* _KERJAKAN BERIKUT INI_
- A) Menurut teks tentang kemandirian pangan, Indonesia banyak disebut sebagai apa?
- B) Ubah teks tentang kemandirian pangan: tulis kembali bagian yang dimulai dari "Share on facebook" dan berlanjut sampai "sebut sebagai keanekaragaman hayati.", dengan mengganti "surga dunia" menjadi "tanah impian".
- C) Ringkas teks tentang kemandirian pangan dalam dua kalimat.

* _TEKS YANG DIBERIKAN_

────

Kemandirian Pangan dan Sejuta Permasalahannya

Share on facebook
Share on google
Share on twitter
Share on linkedin
PETERNAKAN sapi pedaging lokal agar terus digalakkan. (Foto: sipendik.com)

Indonesia banyak disebut sebagai surga dunia. Negeri ini memiliki keagungan Sumber Daya Alam (SDA) melimpah. Hal tersebut bisa diamati dari beranekaragamnya flora dan fauna yang kita sebut sebagai keanekaragaman hayati.

Potensi alam yang melimpah tentu saja menjadi aset dan kekuatan potensial untuk mendongkrak Indonesia menjadi negara yang disegani dan maju. Sayangnya, apa yang terjadi pada negara ini sangat bertolak belakang dari harapan tersebut. Indonesia terpuruk dan masih berstatus sebagai negara berkembang dengan berbagai polemik yang tidak kunjung selesai. Salah satu masalah adalah kemandirian sektor pangan. Jumlah Sumber Daya Manusia (SDM) yang melimpah membuat krisis daya catu bahan pangan perlu serius diperhatikan.

────

* _INFORMASI YANG DIBERIKAN_
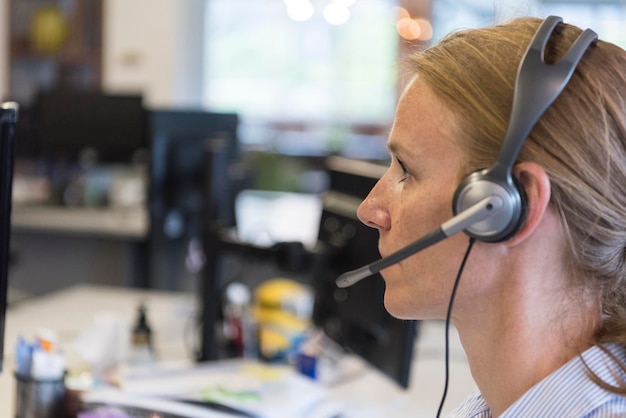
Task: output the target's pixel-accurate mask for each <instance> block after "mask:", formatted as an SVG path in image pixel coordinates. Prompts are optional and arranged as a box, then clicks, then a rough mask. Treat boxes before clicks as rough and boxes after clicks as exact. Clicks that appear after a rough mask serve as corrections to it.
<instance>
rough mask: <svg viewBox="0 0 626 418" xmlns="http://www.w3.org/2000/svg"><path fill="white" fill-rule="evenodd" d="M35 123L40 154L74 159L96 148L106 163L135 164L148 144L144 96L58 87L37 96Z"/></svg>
mask: <svg viewBox="0 0 626 418" xmlns="http://www.w3.org/2000/svg"><path fill="white" fill-rule="evenodd" d="M32 110H33V115H31V121H32V123H33V125H34V126H33V129H32V131H33V140H34V141H36V148H37V149H38V152H37V153H38V156H40V157H43V158H47V159H65V160H69V161H75V160H76V159H77V158H78V156H79V155H80V153H81V151H83V150H85V149H92V150H94V151H95V152H96V156H97V161H98V162H101V163H130V162H131V161H132V159H133V156H134V154H135V152H136V151H137V150H140V149H143V148H146V146H147V142H146V133H145V128H146V126H145V125H146V120H145V111H144V107H143V102H142V96H141V95H113V94H104V93H100V92H80V91H70V90H59V91H49V92H41V93H39V94H38V95H37V97H36V100H35V103H34V107H33V109H32Z"/></svg>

────

* _HASIL LATIHAN_
- A) Surga dunia.

- B)
Share on facebook
Share on google
Share on twitter
Share on linkedin
PETERNAKAN sapi pedaging lokal agar terus digalakkan. (Foto: sipendik.com)

Indonesia banyak disebut sebagai tanah impian. Negeri ini memiliki keagungan Sumber Daya Alam (SDA) melimpah. Hal tersebut bisa diamati dari beranekaragamnya flora dan fauna yang kita sebut sebagai keanekaragaman hayati.

- C) Indonesia memiliki sumber daya alam melimpah, yang terlihat dari beragamnya flora dan fauna, dan potensi ini bisa mendongkrak Indonesia menjadi negara yang disegani dan maju. Namun, Indonesia masih berstatus negara berkembang dengan berbagai polemik, salah satunya kemandirian sektor pangan, yang perlu serius diperhatikan karena jumlah SDM yang melimpah.